— Work instructions —
Below are records; quote them exactly from the first line through the line that contains "box: [4, 42, 278, 640]".

[Recorded data]
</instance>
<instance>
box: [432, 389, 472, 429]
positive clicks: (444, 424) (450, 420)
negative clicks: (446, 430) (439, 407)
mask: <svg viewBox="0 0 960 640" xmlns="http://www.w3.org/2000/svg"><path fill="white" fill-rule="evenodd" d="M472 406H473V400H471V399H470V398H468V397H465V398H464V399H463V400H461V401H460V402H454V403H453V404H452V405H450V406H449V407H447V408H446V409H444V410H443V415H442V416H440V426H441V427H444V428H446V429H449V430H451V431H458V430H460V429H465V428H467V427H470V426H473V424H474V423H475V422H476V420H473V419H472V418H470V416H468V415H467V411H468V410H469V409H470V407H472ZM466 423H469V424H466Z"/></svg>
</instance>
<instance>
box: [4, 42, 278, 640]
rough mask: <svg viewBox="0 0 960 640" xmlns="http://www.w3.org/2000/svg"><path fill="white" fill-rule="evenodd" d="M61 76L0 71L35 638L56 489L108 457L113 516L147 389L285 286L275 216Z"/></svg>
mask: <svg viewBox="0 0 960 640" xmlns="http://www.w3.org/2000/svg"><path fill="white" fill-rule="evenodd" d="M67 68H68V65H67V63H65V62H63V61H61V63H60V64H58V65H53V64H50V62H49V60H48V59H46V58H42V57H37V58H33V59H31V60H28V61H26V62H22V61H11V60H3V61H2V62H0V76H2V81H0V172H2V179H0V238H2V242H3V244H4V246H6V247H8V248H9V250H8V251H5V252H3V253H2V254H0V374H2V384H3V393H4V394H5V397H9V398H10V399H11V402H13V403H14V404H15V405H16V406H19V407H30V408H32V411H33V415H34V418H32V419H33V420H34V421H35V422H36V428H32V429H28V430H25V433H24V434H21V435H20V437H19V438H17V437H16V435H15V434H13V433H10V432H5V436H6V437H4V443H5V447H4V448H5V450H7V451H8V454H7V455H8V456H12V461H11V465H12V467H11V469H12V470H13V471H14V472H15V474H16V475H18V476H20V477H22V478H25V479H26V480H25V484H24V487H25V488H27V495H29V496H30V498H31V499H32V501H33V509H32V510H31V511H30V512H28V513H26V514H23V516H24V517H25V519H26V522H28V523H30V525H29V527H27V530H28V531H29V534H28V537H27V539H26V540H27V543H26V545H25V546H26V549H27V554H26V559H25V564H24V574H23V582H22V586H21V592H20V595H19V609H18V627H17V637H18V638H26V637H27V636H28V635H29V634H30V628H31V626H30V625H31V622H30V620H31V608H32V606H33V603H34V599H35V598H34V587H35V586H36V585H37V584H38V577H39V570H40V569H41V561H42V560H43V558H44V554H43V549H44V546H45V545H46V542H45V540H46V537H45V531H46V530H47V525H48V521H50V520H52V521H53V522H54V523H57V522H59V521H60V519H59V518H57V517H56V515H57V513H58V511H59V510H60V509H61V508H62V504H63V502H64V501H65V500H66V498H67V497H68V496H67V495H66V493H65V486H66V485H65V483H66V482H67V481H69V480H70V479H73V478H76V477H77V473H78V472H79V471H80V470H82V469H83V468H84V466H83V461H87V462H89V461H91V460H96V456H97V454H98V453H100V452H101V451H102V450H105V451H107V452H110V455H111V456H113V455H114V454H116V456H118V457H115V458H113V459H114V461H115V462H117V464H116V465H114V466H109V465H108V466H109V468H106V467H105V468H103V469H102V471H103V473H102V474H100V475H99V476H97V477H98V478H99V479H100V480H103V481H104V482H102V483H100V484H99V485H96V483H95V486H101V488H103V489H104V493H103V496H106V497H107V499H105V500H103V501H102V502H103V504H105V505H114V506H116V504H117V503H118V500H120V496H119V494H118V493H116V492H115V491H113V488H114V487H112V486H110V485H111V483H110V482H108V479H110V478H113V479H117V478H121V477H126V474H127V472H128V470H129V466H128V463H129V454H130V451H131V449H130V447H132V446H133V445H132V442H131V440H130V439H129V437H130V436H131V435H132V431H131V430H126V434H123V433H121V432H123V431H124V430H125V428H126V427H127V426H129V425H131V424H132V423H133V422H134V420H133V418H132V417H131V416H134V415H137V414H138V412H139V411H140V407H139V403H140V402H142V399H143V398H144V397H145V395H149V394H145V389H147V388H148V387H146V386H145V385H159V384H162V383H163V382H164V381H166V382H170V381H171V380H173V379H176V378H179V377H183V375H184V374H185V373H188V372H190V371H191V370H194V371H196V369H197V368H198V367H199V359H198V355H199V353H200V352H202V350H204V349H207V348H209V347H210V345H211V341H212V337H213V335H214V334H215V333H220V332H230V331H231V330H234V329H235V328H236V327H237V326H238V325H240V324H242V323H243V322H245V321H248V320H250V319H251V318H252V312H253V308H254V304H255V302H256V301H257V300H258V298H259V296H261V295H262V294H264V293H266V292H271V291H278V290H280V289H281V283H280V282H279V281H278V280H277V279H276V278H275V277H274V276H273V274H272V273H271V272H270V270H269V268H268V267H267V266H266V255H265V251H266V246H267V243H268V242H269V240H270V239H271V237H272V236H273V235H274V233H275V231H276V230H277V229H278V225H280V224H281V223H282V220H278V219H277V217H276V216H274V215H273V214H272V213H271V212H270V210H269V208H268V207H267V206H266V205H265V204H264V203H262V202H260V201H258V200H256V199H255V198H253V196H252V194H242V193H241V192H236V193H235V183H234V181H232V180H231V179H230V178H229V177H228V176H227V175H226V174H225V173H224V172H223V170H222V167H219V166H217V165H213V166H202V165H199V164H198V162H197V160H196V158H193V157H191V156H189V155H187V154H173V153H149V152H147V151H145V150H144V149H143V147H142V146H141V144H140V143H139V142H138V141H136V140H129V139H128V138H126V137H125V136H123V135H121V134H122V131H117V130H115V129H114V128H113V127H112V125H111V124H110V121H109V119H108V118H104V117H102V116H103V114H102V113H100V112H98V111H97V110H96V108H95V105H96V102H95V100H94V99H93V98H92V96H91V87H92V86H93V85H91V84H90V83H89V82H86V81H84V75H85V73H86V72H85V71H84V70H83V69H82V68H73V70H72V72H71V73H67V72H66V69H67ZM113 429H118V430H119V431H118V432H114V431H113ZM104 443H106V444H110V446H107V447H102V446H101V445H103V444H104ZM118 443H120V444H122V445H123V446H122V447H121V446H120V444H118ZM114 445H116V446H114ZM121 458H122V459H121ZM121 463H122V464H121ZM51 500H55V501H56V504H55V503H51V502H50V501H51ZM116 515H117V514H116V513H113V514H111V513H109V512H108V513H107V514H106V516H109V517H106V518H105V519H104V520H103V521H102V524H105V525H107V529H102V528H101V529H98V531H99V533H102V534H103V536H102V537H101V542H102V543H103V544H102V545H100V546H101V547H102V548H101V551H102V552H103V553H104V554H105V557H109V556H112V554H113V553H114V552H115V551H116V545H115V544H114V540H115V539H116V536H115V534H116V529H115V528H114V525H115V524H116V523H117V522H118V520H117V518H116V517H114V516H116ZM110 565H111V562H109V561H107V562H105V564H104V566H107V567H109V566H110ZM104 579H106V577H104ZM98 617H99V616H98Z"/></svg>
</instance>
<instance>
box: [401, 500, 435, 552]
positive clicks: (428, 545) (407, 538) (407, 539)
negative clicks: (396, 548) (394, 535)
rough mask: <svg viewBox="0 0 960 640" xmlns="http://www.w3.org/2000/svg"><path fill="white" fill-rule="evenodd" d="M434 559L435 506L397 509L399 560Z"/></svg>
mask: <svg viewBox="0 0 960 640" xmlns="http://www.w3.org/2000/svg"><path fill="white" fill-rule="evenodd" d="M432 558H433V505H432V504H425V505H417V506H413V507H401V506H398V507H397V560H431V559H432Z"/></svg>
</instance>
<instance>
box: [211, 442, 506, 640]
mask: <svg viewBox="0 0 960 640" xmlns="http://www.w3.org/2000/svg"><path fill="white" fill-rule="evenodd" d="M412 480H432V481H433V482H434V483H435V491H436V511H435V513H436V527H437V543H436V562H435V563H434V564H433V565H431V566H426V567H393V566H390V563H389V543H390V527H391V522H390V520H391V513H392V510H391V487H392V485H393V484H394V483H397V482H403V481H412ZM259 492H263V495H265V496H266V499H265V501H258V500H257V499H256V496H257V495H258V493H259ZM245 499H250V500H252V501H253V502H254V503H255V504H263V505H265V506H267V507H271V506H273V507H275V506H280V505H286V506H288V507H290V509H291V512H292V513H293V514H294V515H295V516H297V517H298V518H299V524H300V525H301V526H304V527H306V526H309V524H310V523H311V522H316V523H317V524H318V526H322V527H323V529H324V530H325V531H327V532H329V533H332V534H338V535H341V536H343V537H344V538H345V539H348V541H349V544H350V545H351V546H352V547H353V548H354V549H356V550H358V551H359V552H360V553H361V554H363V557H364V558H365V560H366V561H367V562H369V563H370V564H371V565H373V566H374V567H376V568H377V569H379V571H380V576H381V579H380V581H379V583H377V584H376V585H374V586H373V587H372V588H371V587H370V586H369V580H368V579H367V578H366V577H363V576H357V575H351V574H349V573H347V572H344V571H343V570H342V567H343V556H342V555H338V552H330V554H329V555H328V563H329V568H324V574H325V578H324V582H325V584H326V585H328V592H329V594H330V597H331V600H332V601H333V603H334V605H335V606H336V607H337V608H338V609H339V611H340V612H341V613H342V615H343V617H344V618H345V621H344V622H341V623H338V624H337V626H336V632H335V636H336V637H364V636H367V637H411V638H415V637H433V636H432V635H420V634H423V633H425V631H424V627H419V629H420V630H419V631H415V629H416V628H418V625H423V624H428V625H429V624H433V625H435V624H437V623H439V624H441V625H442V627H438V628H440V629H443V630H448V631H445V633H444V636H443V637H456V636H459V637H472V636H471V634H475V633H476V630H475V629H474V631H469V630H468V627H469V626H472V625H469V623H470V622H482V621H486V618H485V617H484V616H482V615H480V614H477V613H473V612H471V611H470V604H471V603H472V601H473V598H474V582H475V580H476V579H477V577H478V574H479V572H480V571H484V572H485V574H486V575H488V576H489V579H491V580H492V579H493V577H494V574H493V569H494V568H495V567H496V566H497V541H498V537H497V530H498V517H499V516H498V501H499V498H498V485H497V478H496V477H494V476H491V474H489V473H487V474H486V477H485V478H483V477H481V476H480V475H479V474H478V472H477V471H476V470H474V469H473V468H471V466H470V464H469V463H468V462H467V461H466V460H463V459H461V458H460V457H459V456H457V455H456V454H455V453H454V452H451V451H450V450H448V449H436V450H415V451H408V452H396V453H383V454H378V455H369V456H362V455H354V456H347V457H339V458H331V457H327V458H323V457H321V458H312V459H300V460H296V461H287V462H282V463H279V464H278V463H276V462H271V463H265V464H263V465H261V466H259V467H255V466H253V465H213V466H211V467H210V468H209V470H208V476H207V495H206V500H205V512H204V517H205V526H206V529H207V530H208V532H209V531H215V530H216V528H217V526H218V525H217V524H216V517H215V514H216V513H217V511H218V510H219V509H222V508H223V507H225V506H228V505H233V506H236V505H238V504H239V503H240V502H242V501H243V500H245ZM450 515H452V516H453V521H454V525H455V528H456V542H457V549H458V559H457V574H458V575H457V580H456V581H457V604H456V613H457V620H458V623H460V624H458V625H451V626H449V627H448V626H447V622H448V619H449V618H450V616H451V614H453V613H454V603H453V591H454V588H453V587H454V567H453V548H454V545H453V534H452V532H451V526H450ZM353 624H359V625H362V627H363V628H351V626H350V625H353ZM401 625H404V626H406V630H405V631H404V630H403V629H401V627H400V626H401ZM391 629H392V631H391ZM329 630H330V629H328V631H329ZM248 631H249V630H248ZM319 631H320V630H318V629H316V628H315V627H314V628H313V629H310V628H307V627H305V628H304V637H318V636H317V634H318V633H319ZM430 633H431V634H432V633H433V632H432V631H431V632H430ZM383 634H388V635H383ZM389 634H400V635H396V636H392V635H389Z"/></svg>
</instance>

— Solution —
</instance>
<instance>
box: [432, 389, 472, 429]
positive clicks: (444, 424) (450, 420)
negative clicks: (446, 430) (439, 407)
mask: <svg viewBox="0 0 960 640" xmlns="http://www.w3.org/2000/svg"><path fill="white" fill-rule="evenodd" d="M472 406H473V400H471V399H470V398H468V397H465V398H464V399H463V400H461V401H460V402H454V403H453V404H452V405H450V406H449V407H447V408H446V409H444V410H443V415H442V416H440V426H441V427H444V428H446V429H449V430H451V431H458V430H460V429H465V428H467V427H470V426H473V424H474V423H475V422H476V420H473V419H472V418H470V416H468V415H467V411H468V410H469V409H470V407H472ZM466 423H469V424H466Z"/></svg>
</instance>
<instance>
box: [4, 42, 278, 640]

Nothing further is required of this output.